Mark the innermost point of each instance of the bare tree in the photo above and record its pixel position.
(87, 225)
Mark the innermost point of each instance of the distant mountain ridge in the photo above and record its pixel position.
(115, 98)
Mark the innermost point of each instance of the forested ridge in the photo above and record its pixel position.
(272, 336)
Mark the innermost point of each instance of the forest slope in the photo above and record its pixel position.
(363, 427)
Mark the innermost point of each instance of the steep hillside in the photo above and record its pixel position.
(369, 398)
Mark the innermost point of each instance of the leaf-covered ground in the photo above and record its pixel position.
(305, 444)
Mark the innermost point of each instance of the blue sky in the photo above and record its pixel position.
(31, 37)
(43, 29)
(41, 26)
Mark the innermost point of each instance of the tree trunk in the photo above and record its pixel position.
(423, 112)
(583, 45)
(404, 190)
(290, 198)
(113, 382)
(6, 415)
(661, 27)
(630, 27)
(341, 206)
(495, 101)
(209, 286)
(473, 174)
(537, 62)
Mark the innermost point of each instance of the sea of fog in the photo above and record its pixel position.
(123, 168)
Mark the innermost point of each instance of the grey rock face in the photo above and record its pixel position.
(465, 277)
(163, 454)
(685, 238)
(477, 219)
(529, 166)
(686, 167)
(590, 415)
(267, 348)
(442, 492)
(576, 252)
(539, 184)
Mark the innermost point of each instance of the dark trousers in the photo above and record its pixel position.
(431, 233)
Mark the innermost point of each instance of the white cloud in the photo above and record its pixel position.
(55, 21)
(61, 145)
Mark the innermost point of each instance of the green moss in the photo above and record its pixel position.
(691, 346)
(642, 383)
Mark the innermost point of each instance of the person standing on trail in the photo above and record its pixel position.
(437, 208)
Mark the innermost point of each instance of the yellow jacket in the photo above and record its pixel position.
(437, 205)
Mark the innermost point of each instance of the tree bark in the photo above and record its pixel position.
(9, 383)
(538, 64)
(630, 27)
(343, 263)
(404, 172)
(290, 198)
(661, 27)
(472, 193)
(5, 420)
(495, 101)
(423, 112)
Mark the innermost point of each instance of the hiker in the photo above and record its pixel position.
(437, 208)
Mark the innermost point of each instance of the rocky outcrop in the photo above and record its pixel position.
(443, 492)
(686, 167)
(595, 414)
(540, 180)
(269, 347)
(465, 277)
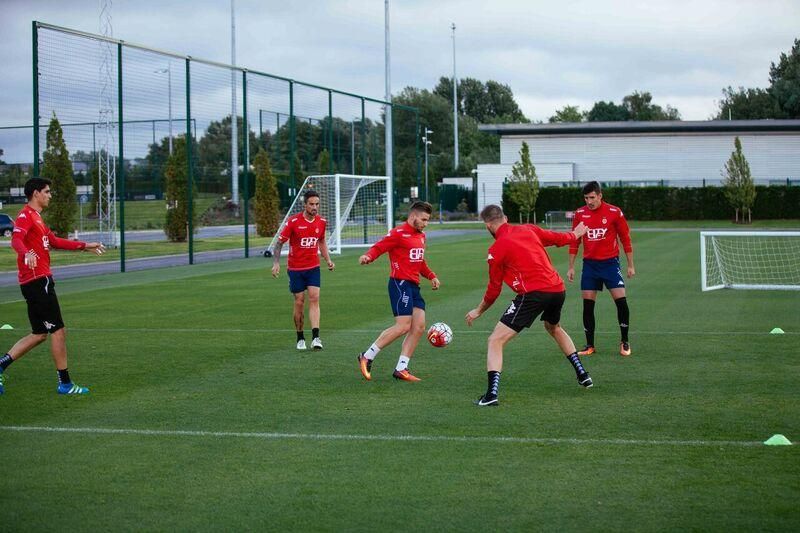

EXERCISE:
Please rewrite the listing starting at the line that contains "Mark the innermost point of each instance of the green" and continuing through the end of the listing, requests included, shifting every coordinate by adding 145 to each of its numbers. Leave the pictures out of your answer.

FINAL RESULT:
Mark the innermost point of each instance of the green moss in the photo above and record its pixel position.
(836, 491)
(787, 528)
Mark the innermost point of each instance of the person standing on trail in the photo above and record its pixel position.
(582, 353)
Mark the innermost point of each instance of the yellow jacket in the photo above and record its pixel position.
(582, 350)
Mark the innermost point of each instance of the tree bark in the photo above and record its pixel position.
(154, 528)
(683, 209)
(775, 172)
(488, 408)
(549, 317)
(435, 343)
(806, 172)
(617, 338)
(150, 565)
(640, 246)
(568, 257)
Mark the innermost point of each instance of the hiker in the photo above and record its pixel position.
(582, 353)
Mark the innermost point of each instance of the rocky outcrop in the photo above and record its pixel position.
(588, 637)
(831, 312)
(740, 559)
(685, 325)
(414, 492)
(610, 422)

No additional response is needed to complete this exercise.